Listed records START
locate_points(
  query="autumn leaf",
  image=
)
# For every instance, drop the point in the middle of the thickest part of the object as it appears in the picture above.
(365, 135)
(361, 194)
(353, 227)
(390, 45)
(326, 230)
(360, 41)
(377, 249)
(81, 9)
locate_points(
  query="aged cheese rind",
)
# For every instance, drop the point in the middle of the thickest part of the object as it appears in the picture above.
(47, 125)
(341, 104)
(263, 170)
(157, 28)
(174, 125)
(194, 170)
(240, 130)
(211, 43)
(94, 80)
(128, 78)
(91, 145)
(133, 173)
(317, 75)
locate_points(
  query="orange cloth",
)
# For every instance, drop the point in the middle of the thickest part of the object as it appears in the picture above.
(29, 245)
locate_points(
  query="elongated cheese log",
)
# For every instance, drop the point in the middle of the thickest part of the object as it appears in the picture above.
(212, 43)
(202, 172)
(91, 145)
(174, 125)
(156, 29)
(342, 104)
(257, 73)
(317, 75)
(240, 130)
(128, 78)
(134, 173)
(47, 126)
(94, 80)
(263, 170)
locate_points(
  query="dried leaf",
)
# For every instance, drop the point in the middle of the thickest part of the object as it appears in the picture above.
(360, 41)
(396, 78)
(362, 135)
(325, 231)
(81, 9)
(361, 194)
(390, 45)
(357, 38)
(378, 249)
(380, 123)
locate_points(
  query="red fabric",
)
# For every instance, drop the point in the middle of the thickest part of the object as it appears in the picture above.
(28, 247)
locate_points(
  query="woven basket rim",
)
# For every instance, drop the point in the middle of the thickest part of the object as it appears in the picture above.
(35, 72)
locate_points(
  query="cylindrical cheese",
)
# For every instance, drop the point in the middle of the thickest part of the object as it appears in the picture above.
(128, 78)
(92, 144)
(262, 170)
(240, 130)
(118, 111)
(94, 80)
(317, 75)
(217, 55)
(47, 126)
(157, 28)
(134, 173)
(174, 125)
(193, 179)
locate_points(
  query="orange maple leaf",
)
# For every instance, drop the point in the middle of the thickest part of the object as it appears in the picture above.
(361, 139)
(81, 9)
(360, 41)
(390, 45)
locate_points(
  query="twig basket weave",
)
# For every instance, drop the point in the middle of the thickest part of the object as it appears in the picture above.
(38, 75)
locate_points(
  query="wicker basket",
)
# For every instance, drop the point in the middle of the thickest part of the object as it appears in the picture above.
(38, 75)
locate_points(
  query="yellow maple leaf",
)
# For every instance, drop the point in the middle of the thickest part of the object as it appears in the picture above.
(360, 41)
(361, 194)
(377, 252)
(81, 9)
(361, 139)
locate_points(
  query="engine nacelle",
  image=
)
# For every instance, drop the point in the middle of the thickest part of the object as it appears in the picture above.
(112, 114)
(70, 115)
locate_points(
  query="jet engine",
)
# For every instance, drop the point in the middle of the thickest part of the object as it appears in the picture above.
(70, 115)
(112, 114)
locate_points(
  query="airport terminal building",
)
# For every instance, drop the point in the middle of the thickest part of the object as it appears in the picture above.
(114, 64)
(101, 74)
Listed records END
What this task involves
Return, from the data above, each line in which the string "orange" appears.

Worked solution
  query="orange cloth",
  query="orange maple leaf",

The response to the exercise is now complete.